→ Exercise instructions:
Put every line from the one containing "Segment every instance of the shower" through the last line of the rows, both included, into a Markdown table with columns Number and Text. Number each line in order and leave out blank lines.

━━━━━ Records supplied ━━━━━

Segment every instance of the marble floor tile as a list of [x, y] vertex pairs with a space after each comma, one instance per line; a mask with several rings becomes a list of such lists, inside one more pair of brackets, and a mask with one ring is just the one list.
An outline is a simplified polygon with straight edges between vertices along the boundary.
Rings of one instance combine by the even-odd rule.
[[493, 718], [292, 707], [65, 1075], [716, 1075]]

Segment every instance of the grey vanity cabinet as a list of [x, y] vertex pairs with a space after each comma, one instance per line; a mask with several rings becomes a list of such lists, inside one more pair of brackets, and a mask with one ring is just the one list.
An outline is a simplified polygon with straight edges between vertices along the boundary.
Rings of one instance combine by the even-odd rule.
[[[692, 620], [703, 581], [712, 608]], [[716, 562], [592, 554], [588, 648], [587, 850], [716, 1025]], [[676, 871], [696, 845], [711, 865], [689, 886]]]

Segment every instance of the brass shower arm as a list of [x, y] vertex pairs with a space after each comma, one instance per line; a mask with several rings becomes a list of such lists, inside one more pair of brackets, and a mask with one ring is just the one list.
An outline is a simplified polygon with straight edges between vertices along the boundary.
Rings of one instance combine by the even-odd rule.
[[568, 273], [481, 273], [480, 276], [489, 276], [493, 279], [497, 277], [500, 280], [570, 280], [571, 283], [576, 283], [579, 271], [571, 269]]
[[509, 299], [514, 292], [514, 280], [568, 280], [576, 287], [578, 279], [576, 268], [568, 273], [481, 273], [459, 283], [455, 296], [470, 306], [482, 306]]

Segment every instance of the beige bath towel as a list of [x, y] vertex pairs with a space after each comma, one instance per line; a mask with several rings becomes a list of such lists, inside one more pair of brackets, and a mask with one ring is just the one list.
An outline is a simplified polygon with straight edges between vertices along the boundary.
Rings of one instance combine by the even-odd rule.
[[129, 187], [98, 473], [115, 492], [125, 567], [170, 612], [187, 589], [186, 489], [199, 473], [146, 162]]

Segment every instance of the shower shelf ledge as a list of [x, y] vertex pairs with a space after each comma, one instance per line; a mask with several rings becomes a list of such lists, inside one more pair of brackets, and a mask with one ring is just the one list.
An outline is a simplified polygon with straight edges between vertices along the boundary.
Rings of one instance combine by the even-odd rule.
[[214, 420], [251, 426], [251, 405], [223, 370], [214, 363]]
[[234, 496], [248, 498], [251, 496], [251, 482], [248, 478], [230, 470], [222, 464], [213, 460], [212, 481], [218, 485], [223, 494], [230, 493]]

━━━━━

→ Written solution:
| Number | Text |
|---|---|
| 1 | Segment every instance of the shower shelf ledge as a list of [x, y] vertex pairs with a space after each comma, one instance per line; a mask with several rings becomes a list of such lists, inside one more pair of brackets, and a mask with one ring is just the one list. |
| 2 | An outline is a simplified polygon with straight edges between vertices along the boundary. |
| 3 | Rings of one instance combine by the even-odd rule. |
| 4 | [[214, 420], [251, 426], [251, 405], [223, 370], [214, 363]] |
| 5 | [[234, 496], [248, 498], [251, 496], [251, 482], [248, 478], [230, 470], [222, 464], [213, 460], [212, 481], [218, 485], [223, 494], [230, 493]] |